§ **Set exercise**: Which lines contain the word "door"? List every one of them, treating uppercase and lowercase as different.
----- Dataset
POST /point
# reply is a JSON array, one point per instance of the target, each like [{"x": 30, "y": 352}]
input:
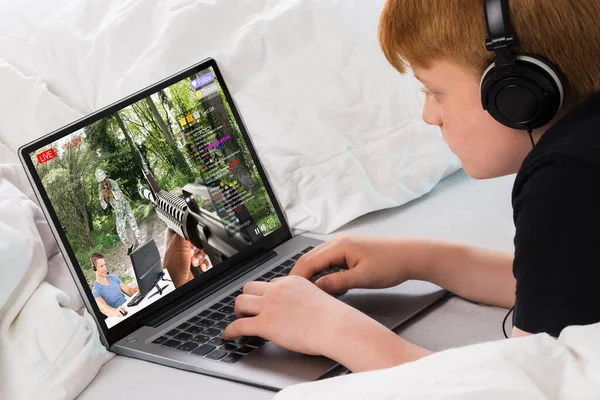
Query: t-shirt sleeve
[
  {"x": 115, "y": 279},
  {"x": 557, "y": 219},
  {"x": 96, "y": 291}
]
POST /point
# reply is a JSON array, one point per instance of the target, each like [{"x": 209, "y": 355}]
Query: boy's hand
[
  {"x": 292, "y": 313},
  {"x": 372, "y": 262}
]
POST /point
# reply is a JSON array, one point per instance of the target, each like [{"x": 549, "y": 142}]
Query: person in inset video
[
  {"x": 108, "y": 289},
  {"x": 110, "y": 193}
]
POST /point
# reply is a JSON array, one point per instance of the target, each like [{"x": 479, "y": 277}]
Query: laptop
[{"x": 173, "y": 165}]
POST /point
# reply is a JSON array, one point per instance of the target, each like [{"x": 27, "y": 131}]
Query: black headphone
[{"x": 520, "y": 92}]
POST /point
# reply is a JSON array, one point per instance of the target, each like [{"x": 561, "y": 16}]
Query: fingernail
[{"x": 322, "y": 284}]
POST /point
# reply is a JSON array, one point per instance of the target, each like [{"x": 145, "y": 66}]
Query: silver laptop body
[{"x": 174, "y": 327}]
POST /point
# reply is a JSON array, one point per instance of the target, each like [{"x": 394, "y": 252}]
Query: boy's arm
[{"x": 474, "y": 273}]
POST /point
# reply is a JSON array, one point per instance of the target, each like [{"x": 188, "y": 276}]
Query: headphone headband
[
  {"x": 519, "y": 91},
  {"x": 500, "y": 34}
]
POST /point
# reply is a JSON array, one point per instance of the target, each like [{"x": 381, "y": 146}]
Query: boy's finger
[{"x": 327, "y": 255}]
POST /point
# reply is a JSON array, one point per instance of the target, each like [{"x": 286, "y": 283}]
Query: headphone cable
[{"x": 504, "y": 321}]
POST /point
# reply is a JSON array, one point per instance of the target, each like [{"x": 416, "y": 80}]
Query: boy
[{"x": 552, "y": 277}]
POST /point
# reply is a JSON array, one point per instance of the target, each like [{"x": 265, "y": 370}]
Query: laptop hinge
[{"x": 171, "y": 310}]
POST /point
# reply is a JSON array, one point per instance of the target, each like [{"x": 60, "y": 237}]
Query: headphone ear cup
[{"x": 527, "y": 98}]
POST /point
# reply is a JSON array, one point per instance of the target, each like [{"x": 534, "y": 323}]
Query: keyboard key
[
  {"x": 187, "y": 347},
  {"x": 160, "y": 340},
  {"x": 232, "y": 358},
  {"x": 201, "y": 339},
  {"x": 241, "y": 340},
  {"x": 217, "y": 354},
  {"x": 203, "y": 350},
  {"x": 216, "y": 316},
  {"x": 172, "y": 343},
  {"x": 205, "y": 323},
  {"x": 227, "y": 310},
  {"x": 245, "y": 349},
  {"x": 183, "y": 336},
  {"x": 229, "y": 346},
  {"x": 194, "y": 330},
  {"x": 211, "y": 332},
  {"x": 216, "y": 341},
  {"x": 255, "y": 342},
  {"x": 221, "y": 325}
]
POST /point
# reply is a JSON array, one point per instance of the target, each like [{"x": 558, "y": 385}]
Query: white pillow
[{"x": 337, "y": 129}]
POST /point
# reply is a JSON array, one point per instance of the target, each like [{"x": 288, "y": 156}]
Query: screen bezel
[{"x": 135, "y": 321}]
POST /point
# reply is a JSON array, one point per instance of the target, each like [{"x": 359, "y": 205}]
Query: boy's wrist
[{"x": 362, "y": 344}]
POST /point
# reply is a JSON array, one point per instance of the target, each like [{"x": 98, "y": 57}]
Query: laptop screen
[{"x": 121, "y": 186}]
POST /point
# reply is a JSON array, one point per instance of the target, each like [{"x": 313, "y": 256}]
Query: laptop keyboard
[{"x": 200, "y": 334}]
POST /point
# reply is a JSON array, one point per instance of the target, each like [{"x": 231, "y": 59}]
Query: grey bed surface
[{"x": 458, "y": 208}]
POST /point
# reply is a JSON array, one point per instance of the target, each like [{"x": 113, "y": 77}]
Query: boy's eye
[{"x": 426, "y": 91}]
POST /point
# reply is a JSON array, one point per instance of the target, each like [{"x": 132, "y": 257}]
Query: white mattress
[{"x": 459, "y": 208}]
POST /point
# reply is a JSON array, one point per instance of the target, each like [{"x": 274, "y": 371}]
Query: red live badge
[{"x": 46, "y": 156}]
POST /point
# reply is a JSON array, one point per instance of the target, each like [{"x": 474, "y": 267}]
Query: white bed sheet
[{"x": 459, "y": 208}]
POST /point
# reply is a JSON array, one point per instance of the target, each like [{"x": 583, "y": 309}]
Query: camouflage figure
[{"x": 110, "y": 193}]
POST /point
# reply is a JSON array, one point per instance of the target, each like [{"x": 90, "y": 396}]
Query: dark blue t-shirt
[
  {"x": 556, "y": 202},
  {"x": 111, "y": 294}
]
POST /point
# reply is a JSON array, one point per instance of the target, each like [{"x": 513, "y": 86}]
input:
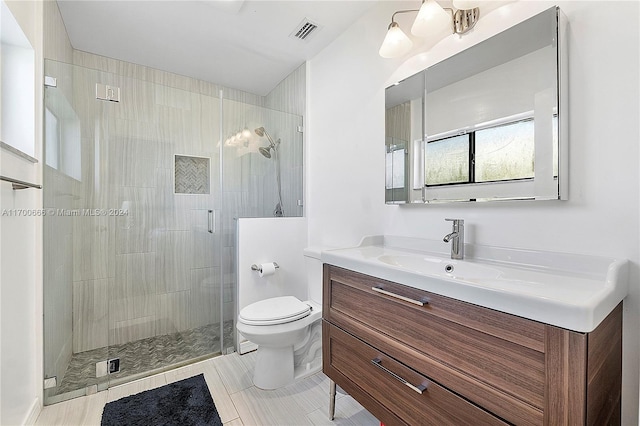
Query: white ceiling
[{"x": 240, "y": 44}]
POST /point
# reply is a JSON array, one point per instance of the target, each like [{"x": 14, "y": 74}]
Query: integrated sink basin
[
  {"x": 567, "y": 290},
  {"x": 439, "y": 267}
]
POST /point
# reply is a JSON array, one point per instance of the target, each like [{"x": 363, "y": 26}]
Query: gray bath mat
[{"x": 187, "y": 402}]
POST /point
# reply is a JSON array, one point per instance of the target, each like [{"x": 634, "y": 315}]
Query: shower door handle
[{"x": 211, "y": 218}]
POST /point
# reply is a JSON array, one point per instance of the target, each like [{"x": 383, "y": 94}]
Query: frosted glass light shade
[
  {"x": 396, "y": 43},
  {"x": 432, "y": 21},
  {"x": 466, "y": 4}
]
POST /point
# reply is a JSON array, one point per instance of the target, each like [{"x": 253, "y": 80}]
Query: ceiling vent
[{"x": 304, "y": 30}]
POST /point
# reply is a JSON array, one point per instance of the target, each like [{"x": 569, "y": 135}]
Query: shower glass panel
[
  {"x": 141, "y": 197},
  {"x": 133, "y": 265}
]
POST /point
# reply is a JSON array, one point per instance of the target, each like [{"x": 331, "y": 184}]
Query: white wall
[
  {"x": 262, "y": 240},
  {"x": 21, "y": 259},
  {"x": 346, "y": 162}
]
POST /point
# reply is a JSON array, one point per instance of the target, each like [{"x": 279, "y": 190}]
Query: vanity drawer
[
  {"x": 419, "y": 401},
  {"x": 493, "y": 358}
]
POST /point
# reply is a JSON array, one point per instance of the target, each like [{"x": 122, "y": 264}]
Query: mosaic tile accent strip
[
  {"x": 142, "y": 356},
  {"x": 192, "y": 175}
]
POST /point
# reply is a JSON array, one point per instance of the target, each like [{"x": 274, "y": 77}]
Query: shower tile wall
[
  {"x": 138, "y": 275},
  {"x": 126, "y": 153}
]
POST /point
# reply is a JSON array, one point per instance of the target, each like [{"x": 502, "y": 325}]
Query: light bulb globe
[{"x": 396, "y": 43}]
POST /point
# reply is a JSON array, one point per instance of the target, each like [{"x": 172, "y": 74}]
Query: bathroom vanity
[{"x": 411, "y": 353}]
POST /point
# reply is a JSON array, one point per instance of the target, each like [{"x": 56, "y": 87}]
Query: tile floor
[
  {"x": 140, "y": 356},
  {"x": 305, "y": 402}
]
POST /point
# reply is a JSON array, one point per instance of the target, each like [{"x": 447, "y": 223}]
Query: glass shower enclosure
[{"x": 142, "y": 185}]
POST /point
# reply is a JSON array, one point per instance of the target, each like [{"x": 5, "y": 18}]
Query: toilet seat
[{"x": 276, "y": 310}]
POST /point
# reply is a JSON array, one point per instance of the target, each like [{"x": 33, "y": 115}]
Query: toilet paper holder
[{"x": 258, "y": 268}]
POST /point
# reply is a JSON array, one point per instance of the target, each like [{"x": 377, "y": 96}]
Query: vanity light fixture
[{"x": 432, "y": 22}]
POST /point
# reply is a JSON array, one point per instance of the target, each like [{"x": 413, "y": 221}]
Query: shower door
[{"x": 133, "y": 270}]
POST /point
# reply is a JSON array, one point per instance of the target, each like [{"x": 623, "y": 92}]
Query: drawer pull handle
[
  {"x": 421, "y": 302},
  {"x": 418, "y": 389}
]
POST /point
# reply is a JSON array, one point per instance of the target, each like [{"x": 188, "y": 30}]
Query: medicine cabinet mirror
[{"x": 488, "y": 123}]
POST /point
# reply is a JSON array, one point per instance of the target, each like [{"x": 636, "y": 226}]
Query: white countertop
[{"x": 571, "y": 291}]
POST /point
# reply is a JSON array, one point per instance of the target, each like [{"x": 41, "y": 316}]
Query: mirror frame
[{"x": 490, "y": 191}]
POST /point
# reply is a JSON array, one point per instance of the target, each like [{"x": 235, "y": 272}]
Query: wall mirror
[{"x": 488, "y": 123}]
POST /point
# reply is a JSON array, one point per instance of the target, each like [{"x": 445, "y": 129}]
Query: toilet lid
[{"x": 277, "y": 310}]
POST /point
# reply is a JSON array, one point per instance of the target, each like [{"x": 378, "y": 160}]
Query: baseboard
[
  {"x": 246, "y": 346},
  {"x": 34, "y": 412}
]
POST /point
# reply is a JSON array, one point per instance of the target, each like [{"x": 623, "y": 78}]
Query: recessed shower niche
[
  {"x": 151, "y": 279},
  {"x": 191, "y": 175}
]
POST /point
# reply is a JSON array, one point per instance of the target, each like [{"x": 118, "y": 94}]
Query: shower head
[{"x": 265, "y": 151}]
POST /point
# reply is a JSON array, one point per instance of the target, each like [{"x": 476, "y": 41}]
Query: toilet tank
[{"x": 313, "y": 267}]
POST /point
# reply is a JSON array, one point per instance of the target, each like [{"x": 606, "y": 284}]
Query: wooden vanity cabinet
[{"x": 427, "y": 359}]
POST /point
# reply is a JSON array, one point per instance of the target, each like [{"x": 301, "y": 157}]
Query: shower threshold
[{"x": 138, "y": 359}]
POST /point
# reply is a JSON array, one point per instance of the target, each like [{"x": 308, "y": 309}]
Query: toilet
[{"x": 288, "y": 331}]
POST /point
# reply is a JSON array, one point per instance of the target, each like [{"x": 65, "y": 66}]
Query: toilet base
[{"x": 274, "y": 367}]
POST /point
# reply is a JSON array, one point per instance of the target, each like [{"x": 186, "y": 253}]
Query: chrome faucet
[{"x": 457, "y": 239}]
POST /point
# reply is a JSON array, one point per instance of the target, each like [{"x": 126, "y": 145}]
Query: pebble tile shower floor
[{"x": 143, "y": 356}]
----------
§ **Answer to the exercise**:
Query: shower door handle
Query: shower door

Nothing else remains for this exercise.